* _Document excerpt_:
----
Skip to content

Releases: erfanzar/Spectrax

SpectraX v0.1.2: safer MPMD stage JITs + faster TensorStore restores

07 May 20:46

Choose a tag to compare

Release Notes

SpectraX 0.1.2 is a stability and checkpointing release on top of the 0.1.x True MPMD runtime line.

Highlights

  • Added private stage-JIT cache handling for MPMD schedule executables.
  • Improved TensorStore checkpoint loading for large model restores.
  • Added index-only checkpoint restore support when structure sidecars are missing.
  • Added caller-provided checkpoint key aliases for framework/layout migrations.
  • Expanded serialization tests and GCS-auth test support.
  • Package lint/type checks are clean.

MPMD Runtime

  • Stage forward, backward, terminal, and scheduler body JITs now compile under a private cache scope.
  • Avoids unsafe global persistent cache reuse for jit_stage_body-* executables across different MPMD plans.
  • Keeps normal in-process executable reuse after first compile.
----
* _Data provided_:

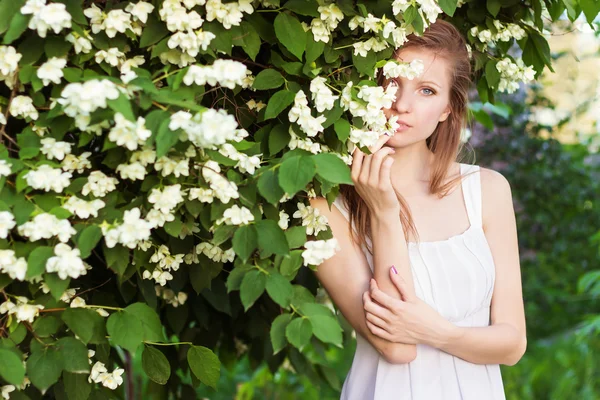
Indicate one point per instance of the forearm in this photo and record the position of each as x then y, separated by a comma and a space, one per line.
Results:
----
* _Instructions_:
a) Answer from the SpectraX release notes:
(i) Which runtime line is version 0.1.2 built on?
(ii) What kind of checkpoint restore is now supported when structure sidecars are missing?
(iii) Which stage JITs now compile under a private cache scope?
b) According to the SpectraX release notes, why do stage JITs now compile under a private cache scope? Answer in one to three sentences.
c) Continue the SpectraX release notes from their last line.
The data come from a separate source.

* _Results by task_:
a)
(i) The 0.1.x True MPMD runtime line.
(ii) Index-only checkpoint restore.
(iii) The stage forward, backward, terminal, and scheduler body JITs.

b) Compiling under a private cache scope avoids unsafe reuse of jit_stage_body-* executables from the global persistent cache across different MPMD plans. Normal in-process executable reuse still applies after the first compile.

c)
  • Preserves True MPMD behavior: forward, backward, and schedule execution are still split and dispatched per stage mesh.

Checkpointing

  • Added can_skip_structure restore path for TensorStore checkpoints that have tensorstore_index.json but no {prefix}_structure.json.
  • Added TensorStore load controls:
    • concurrent_gb
    • tensorstore_io_concurrency
    • tensorstore_copy_concurrency
    • tensorstore_cache_gb
    • tensorstore_assume_metadata
    • tensorstore_metadata_workers
    • show_progress
    • progress_every
  • Added progress reporting for large weight loads.
  • Added template-aware key aliasing so downstream frameworks can map legacy checkpoint names without baking those aliases into SpectraX.
  • Improved metadata/index handling for faster hosted checkpoint restores.

Validation

uv run ruff check spectrax
uv run basedpyright spectrax

Both pass on the package code.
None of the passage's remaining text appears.